▸ Instruction:
Return the listing below unchanged, reproducing every line in its original order.
::::
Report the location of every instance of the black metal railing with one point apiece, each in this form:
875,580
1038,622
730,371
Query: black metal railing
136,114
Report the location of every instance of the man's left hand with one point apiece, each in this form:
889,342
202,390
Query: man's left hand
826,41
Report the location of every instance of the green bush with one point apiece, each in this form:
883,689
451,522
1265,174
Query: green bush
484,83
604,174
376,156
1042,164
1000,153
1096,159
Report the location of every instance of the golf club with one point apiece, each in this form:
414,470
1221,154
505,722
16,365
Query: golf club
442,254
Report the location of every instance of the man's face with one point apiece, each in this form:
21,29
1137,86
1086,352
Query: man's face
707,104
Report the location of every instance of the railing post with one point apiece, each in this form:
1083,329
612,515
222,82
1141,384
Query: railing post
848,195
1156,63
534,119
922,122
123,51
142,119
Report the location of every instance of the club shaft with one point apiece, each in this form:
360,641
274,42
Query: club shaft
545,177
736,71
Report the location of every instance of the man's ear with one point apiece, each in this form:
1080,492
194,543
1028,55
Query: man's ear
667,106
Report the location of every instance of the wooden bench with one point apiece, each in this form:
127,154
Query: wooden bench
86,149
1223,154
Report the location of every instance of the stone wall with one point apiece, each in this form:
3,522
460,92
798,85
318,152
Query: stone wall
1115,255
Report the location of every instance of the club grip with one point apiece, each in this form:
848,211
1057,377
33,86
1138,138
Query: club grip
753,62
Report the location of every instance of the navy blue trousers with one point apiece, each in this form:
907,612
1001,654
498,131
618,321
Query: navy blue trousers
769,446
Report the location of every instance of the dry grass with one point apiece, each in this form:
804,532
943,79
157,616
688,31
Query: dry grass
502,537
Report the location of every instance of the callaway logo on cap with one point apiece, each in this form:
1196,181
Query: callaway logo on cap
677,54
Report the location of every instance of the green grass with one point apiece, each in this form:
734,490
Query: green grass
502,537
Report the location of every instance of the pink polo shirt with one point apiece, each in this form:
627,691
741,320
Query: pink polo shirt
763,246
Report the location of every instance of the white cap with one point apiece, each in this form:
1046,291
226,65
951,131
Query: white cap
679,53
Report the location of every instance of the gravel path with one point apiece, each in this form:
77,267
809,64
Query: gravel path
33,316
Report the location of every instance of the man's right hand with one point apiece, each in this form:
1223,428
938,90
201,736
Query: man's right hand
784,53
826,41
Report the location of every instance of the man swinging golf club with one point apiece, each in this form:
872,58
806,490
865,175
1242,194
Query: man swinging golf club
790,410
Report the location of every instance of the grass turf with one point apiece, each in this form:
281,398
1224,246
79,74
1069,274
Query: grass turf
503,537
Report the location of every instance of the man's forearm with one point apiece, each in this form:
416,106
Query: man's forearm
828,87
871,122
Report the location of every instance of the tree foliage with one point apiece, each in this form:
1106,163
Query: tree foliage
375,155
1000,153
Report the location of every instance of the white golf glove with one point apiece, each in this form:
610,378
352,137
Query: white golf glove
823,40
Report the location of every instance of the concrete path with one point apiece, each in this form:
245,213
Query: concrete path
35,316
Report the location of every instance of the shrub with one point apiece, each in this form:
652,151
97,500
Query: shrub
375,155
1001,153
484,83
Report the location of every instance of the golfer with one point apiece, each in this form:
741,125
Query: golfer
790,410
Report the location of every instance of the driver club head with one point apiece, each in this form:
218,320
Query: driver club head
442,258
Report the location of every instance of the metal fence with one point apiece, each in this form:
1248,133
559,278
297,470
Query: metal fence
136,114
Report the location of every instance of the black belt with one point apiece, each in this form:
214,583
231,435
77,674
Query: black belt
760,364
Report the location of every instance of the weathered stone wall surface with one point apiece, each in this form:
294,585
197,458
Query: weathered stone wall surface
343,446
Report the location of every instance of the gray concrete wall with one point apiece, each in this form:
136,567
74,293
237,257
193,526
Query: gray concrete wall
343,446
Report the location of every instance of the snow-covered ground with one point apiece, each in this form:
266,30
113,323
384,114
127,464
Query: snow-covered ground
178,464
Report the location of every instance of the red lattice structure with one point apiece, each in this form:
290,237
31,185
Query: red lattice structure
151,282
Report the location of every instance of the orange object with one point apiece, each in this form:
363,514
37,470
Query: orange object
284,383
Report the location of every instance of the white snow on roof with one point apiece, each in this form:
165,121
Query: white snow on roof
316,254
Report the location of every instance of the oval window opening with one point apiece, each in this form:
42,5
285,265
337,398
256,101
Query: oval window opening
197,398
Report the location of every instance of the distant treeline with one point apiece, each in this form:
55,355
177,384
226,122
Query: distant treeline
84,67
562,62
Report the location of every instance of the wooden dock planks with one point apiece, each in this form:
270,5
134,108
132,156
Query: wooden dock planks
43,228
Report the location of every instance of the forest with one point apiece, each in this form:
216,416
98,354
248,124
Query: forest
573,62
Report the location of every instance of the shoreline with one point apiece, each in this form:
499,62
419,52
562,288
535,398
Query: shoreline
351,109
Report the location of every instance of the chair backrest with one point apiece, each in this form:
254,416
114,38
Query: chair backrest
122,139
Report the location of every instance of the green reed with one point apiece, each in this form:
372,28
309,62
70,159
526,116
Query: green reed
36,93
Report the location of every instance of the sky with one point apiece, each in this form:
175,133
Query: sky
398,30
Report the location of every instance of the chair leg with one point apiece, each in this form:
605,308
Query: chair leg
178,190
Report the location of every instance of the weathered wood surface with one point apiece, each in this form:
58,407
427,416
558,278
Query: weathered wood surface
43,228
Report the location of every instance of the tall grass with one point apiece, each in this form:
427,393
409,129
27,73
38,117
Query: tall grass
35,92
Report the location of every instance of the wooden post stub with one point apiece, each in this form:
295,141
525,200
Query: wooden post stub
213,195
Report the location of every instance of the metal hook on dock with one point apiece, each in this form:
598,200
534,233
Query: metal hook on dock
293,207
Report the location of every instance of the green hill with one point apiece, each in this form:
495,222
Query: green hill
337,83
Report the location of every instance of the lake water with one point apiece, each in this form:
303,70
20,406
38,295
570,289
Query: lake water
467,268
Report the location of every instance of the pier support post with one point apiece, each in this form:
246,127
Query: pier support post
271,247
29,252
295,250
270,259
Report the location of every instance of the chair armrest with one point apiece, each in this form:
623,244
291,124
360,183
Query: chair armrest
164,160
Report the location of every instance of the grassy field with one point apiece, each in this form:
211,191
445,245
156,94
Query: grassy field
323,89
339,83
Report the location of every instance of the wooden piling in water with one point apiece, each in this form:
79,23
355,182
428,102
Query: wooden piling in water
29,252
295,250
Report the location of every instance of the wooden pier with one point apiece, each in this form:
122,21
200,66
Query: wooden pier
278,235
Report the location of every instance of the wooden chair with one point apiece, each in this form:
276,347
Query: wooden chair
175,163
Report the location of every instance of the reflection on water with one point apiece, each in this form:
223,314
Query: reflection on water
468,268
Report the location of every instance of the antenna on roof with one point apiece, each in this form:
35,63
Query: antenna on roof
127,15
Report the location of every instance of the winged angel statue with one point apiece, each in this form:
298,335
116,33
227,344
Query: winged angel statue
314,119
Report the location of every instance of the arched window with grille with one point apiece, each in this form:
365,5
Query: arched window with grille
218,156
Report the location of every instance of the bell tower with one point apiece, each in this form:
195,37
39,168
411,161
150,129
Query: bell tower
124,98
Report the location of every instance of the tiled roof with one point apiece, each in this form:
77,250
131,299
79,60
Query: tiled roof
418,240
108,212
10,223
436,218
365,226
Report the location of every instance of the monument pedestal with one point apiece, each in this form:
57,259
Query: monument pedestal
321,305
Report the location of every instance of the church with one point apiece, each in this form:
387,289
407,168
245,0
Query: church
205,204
::::
▸ Solution for this problem:
Report the location of every instance of the black metal railing with one point apiece, each in this form:
875,580
1038,622
730,371
Query: black metal railing
136,114
Report the location of every instance of the man's left hand with one point apiece, each in this form:
889,342
202,390
Query: man's left hand
826,41
Report the location of every instance of the green bush with one point apiece, each in this form:
883,689
451,522
1265,174
Query: green bush
484,83
604,174
376,156
1042,164
1000,153
1096,159
Report the location of every instance of the golf club with one point apiece, each in this form:
414,470
1221,154
505,722
16,365
Query: golf club
442,254
Report the location of every instance of the man's face with one point apiece, each in this form:
21,29
1137,86
1086,352
Query: man's face
707,104
Report the location of every instance of the railing post with one point apiece, each in this form:
1083,329
612,515
222,82
1141,384
Query: railing post
848,195
1156,63
534,119
922,122
123,51
142,119
Report the location of every instance of the club shaft with one point apiece, each in this form:
360,641
274,42
Query: club shaft
545,177
736,71
Report the location of every instance of the man's ear with one point apiece, each in this form:
1080,492
194,543
1028,55
Query: man's ear
667,106
Report the location of every instance of the wooden bench with one point apiece, each in this form:
127,154
Query: wooden bench
86,149
1223,154
Report the location of every instance of the stone wall with one point apiece, each in this form:
3,522
460,92
798,85
318,152
Query: stone wall
1115,255
Report the location of every instance of the club grip with one point apiece, each in this form:
848,211
1057,377
33,86
1138,138
Query: club grip
753,62
Report the location of every instance of the navy blue trousers with one point apiece, each in this form:
907,612
1001,654
498,131
618,321
Query: navy blue trousers
769,446
Report the location of every instance of the dry grass with one point apiece, each in this form:
804,532
943,79
157,616
688,31
Query: dry grass
502,537
Report the location of every instance of the callaway logo on cap with one point apiece, each in this form:
1196,181
Query: callaway logo on cap
677,54
Report the location of every instance of the green grass with one point apiece, each in this form:
734,490
Query: green grass
502,537
Report the location of every instance of the pink polo shirt with one point apiece, each in this form:
627,691
741,320
Query: pink polo shirt
763,246
Report the location of every instance of the white cap with one point apiece, each in this form:
1046,291
226,65
951,131
Query: white cap
679,53
Report the location of every instance of the gravel path with one point apiece, each in this form:
77,267
809,64
Query: gravel path
33,316
Report the location of every instance of the man's right hand with one point apiece, each in this form:
1223,428
938,90
201,736
Query: man's right hand
784,53
826,41
Report the location of every instance of the man swinging golf club with one point apiece, each in this form:
872,58
806,490
865,175
1242,194
Query: man swinging golf club
790,410
Report the location of every instance of the grass turf with one point apiece, each in this form:
281,398
1224,246
79,74
1069,274
Query: grass turf
503,537
Report the location of every instance of the man's forearm with one point apiece, each in this form:
416,106
Query: man's forearm
828,87
871,122
Report the location of every instance of the tree foliage with one point apiece, each in this form:
1106,163
Query: tree foliage
375,155
1000,153
Report the location of every instance of the white golf glove with one point apiece, each in this form:
610,378
352,137
Query: white golf glove
823,40
Report the location of every instance of the concrete path with one point apiece, each in this form:
245,213
Query: concrete path
35,316
Report the location of every instance of the shrub with one point apiece, each in this form:
652,151
97,500
Query: shrub
375,155
1001,153
484,83
Report the location of every instance of the golfer with one point apiece, each in this form:
741,125
Query: golfer
790,410
Report the location of every instance of the driver club head with one point apiece, each in this form:
218,320
Query: driver club head
442,258
Report the location of every instance of the metal fence with one point apiece, each in this form:
1248,133
559,278
297,470
Query: metal fence
136,114
Report the location of every instance of the black belt with one point apiece, each in this form:
214,583
231,435
77,674
Query: black belt
760,364
Report the location of every instance of the weathered stone wall surface with one point apiece, each in this form:
294,585
197,458
Query: weathered stone wall surface
343,446
Report the location of every instance of the gray concrete wall with one point apiece, each in this form:
136,567
74,293
237,257
193,526
Query: gray concrete wall
343,446
Report the location of every instance of the snow-covered ground with one point apiece, each in this form:
266,30
113,323
384,114
127,464
Query: snow-covered ground
178,464
Report the location of every instance of the red lattice structure with one point apiece, each in this form:
290,237
31,185
Query: red lattice structure
151,282
Report the location of every instance of the orange object with one point apiece, each in this form:
363,514
37,470
Query: orange object
284,383
Report the location of every instance of the white snow on roof with one point apiece, each in this form:
165,121
Query: white snow on roof
316,254
Report the location of every instance of the oval window opening with one point apiece, each in this form:
42,5
285,265
337,398
256,101
Query: oval window opening
197,398
Report the location of every instance of the distant treeline with one point apiece, each in this form:
55,355
177,384
226,122
Query: distant treeline
84,67
562,62
Report the location of every instance of the wooden dock planks with one point apiece, each in this form:
270,5
134,108
132,156
Query: wooden dock planks
43,228
Report the location of every instance of the forest with one point apiece, each in this form:
216,416
98,354
248,124
Query: forest
573,62
Report the location of every instance of the shoreline with one point apiece, each in this form:
499,62
419,52
562,288
535,398
Query: shoreline
351,109
Report the location of every instance of the chair backrest with one point apiece, each in this form:
254,416
114,38
Query: chair backrest
122,139
Report the location of every instance of the green reed with one point apiece, each in this form:
372,28
309,62
70,159
526,116
Query: green reed
36,93
Report the location of every instance of the sky with one point apiece, each in this form:
175,133
Query: sky
398,30
Report the location of every instance of the chair leg with one point apiece, each in this form:
605,308
Query: chair leg
178,190
Report the location of every instance of the weathered wood surface with one point apiece, each in this form:
58,407
427,416
558,278
Query: weathered wood surface
43,228
Report the location of every instance of the tall grass with one point apiece, each in this form:
427,393
409,129
27,73
38,117
Query: tall grass
35,92
Report the location of every instance of the wooden post stub with one point apiece, each in this form:
295,141
525,200
Query: wooden post stub
213,195
Report the location of every instance of the metal hook on dock with one point apiece, each in this form:
598,200
534,233
Query: metal hook on dock
293,207
Report the location of every instance of the green hill with one point apiece, each in this form:
495,222
Query: green hill
337,83
Report the location of every instance of the lake water with one point apiece, each in this form:
303,70
20,406
38,295
570,289
Query: lake water
467,268
Report the location of every instance of the pier support post with one point apiece, each in this form:
246,127
Query: pier support post
271,247
29,252
295,250
270,259
Report the location of every instance of the chair armrest with one point apiece, each in this form:
623,244
291,124
360,183
Query: chair armrest
164,160
Report the location of every instance of the grassy field with one point apiece, each in this form:
211,191
445,245
156,94
Query: grassy field
323,89
339,83
Report the location of every instance of the wooden piling in water with one point apiece, each in this form:
79,23
355,182
428,102
Query: wooden piling in water
29,252
295,250
Report the location of every instance of the wooden pier with one point apiece, each in this form:
122,21
200,66
Query: wooden pier
278,235
Report the location of every instance of the wooden chair with one point apiece, each in this form:
276,347
Query: wooden chair
175,163
Report the location of every instance of the reflection on water with one point apiece, each in this form:
223,314
Query: reflection on water
468,268
Report the location of every instance of the antenna on roof with one point apiece, each in this form:
35,63
Query: antenna on roof
127,15
Report the location of every instance of the winged angel statue with one point apiece, each in this form:
298,335
116,33
227,344
Query: winged angel statue
314,119
Report the location of every instance of the arched window with grille with one point apiece, each in this form:
365,5
Query: arched window with grille
218,156
Report the location of every instance of the bell tower with one point apiece, each in this form:
195,37
39,168
411,161
150,129
Query: bell tower
124,98
Report the location of every instance of the tiled roof with one point apiece, each in this form:
77,250
131,299
79,60
Query: tiled roof
418,240
108,212
10,223
436,218
365,226
Report the location of every instance of the monument pedestal with one point apiece, each in this form:
57,259
Query: monument pedestal
321,305
Report the location of every instance of the church with one point apiece, each in this form:
387,289
407,168
245,0
Query: church
205,204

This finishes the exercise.